## Exercise task 1
In the dhcpcd thread, write out the passage starting at "Here's the TL+DR" and ending at "has affected BPF.", changing "ethernet interface" to "network interface" everywhere it occurs.
## Exercise task 2
Answer these questions using the dhcpcd thread.
(a) Which versions of dhcpcd did the bug reporter test?
(b) With whom did the bug reporter once talk about how the Linux kernel handles packet queues?
(c) According to the reply, what does BSD do when the filter is set?
## Exercise task 3
Shorten the paragraph of the dhcpcd thread that begins "Short(er) answer:" while keeping its main facts.
··· Reading text
Re: [Security][Patch] SEGV in dhcpcd-8.0.4
Roy Marples
Thu Oct 10 15:07:30 2019
On 10/10/2019 08:11, Kris Karas (Bug reporting) wrote:
Hi Roy -
Got it!
In order to figure out what was really going on, I created some
instrumentation to count what percentage of dhcpcd runs would encounter
invalid packets. And I tested that with 8.0.6, git master, git master +
your most recent patch, -4, -d, -B, spammy network, etc. Some of it I
guessed right; and some was not expected. I'll attach the tally of
runs. Brief summary: (1) flooding the network to capture more invalid
packets actually captures fewer, and (2) your most recent test patch
(moves filter after the bind) avoided most of the race condition,
showing the best results overall.
But the above is somewhat moot, as I've figured out and fixed the bug,
hacky patch attached.
Short(er) answer: in Linux, applying a BPF does not filter packets
already queued. Anything packets received between socket() and filter()
will get through unfiltered. It is up to userspace to synchronize this,
typically by discarding any packets that were downstream of the filter
when the filter was first applied.
Here's the TL+DR version:
Many moons ago, I had a chat with Alan Cox about a change in philosophy
about how the Linux kernel handles packet queues. In the early 2.0
days, if you had an ethernet interface that was bridged to a PPP
interface, and the serial interface on the other side of ppp sent an
XOFF, then Linux (probably like BSD) would reach in and throttle the
ethernet interface, causing its TCP window to shrink to 0. Everything
stayed in sync, nothing got lost. And then, the philosophy changed. To
make the queues faster, that internal logic was discarded. It was now
up to userspace to keep everything in sync - where needed. And I think
the same philosophical change has affected BPF.
In *BSD, I think (based on my limited observations of its behaviour)
that when you apply a packet filter to a socket, the kernel arranges for
any packets already internal to the kernel's memory to have the filter
applied before accept()/read() and friends get to them.
BSD flushes the kernel buffer when the filter is set.
There is also a seperate ioctl to do this.
In Linux, this
is not the case. Any packets that are upstream of the BPF mechanism
will receive filtering, while any packets that are already "in flight"
somewhere within the kernel will not be so filtered. It gets more
"interesting" in that the actual filter can be parceled out to a
separate kernel thread (if the kernel is so-configured), which must be
instantiated before it switches itself into the packet flow; they show
up in top(8) albeit somewhat cryptically.
Here's the race in utterly simplistic code:
L1 socket = socket_connect_bind_accept_etc();
L2 apply_bpf_filter(socket);
L3 bytes = read(socket, buffer, sizeof(buffer));
Line #2 applies a filter, but there is no telling where that filter
mechanism is located relative to the various queues and buffers that
hold packets. In BSD, line #2 magically moves packets back before line
There is nothing magical about BSD here.
······
··· Dataset rows
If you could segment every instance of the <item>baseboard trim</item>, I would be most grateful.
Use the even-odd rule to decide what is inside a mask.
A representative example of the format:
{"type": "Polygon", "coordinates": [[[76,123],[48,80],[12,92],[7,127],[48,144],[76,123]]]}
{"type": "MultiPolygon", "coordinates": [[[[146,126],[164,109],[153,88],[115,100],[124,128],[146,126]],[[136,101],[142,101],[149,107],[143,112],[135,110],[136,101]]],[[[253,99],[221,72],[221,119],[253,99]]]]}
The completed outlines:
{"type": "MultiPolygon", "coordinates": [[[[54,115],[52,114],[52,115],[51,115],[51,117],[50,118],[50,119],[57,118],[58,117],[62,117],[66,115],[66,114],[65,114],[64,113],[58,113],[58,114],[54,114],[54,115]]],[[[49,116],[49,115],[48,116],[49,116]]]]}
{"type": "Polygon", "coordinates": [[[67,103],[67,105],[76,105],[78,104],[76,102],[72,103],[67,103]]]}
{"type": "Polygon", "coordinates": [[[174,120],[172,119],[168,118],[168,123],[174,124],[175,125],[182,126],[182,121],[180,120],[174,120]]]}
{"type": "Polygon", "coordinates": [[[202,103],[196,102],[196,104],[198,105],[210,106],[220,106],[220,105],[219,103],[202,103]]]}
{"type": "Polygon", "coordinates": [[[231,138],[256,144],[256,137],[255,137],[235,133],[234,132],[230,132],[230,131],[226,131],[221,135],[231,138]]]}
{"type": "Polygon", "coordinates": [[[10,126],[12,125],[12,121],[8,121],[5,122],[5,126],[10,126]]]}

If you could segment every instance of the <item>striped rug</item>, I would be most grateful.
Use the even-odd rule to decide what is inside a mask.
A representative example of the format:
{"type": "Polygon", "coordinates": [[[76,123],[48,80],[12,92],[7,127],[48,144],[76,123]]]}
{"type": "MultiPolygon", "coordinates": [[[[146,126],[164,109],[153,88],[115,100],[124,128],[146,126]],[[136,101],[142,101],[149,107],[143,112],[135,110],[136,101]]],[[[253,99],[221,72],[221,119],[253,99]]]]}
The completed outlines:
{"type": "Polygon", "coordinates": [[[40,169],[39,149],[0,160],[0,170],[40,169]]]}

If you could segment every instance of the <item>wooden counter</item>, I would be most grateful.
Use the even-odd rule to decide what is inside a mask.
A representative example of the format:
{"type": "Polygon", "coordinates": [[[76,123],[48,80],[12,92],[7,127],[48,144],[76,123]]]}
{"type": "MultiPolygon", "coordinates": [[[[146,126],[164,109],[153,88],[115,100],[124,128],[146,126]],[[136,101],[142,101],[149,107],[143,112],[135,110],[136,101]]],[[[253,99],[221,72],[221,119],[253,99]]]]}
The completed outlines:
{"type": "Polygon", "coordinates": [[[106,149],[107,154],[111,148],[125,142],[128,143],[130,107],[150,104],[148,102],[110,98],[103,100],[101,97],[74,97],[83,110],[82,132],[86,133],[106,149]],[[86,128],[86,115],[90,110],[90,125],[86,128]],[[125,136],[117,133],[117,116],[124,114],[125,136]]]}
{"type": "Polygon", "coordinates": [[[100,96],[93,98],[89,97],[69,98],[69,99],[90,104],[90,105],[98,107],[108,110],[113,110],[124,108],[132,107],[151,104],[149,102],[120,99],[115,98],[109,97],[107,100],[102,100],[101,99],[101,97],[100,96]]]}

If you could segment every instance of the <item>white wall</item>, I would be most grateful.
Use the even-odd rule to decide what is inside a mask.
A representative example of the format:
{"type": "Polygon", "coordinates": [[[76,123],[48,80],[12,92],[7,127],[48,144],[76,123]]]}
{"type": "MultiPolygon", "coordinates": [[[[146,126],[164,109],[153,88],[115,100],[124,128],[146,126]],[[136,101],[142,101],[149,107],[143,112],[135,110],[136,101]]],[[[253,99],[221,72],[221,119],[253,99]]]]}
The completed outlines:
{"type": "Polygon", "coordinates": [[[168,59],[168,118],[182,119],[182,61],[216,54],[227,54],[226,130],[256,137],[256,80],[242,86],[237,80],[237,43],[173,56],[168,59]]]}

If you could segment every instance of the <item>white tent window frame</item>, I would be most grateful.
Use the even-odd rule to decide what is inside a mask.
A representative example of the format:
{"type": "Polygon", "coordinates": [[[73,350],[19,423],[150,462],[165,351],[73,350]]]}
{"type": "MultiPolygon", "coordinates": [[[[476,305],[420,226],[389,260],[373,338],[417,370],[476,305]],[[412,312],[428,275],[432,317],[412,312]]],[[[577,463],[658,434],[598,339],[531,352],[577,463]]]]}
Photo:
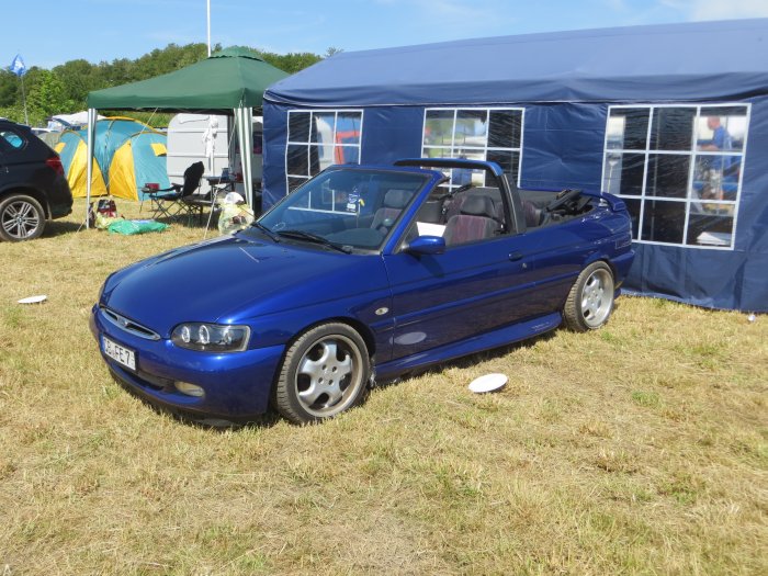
······
## Output 1
Here's the TL+DR version:
Many moons ago, I had a chat with Alan Cox about a change in philosophy
about how the Linux kernel handles packet queues. In the early 2.0
days, if you had an network interface that was bridged to a PPP
interface, and the serial interface on the other side of ppp sent an
XOFF, then Linux (probably like BSD) would reach in and throttle the
network interface, causing its TCP window to shrink to 0. Everything
stayed in sync, nothing got lost. And then, the philosophy changed. To
make the queues faster, that internal logic was discarded. It was now
up to userspace to keep everything in sync - where needed. And I think
the same philosophical change has affected BPF.

## Output 2
(a) 8.0.6, git master, and git master with the most recent patch.
(b) Alan Cox.
(c) It flushes the kernel buffer.

## Output 3
In Linux, applying a BPF does not filter packets that are already queued, so packets received between socket() and filter() pass through unfiltered. Userspace must handle this, usually by discarding packets that were downstream of the filter when it was first applied.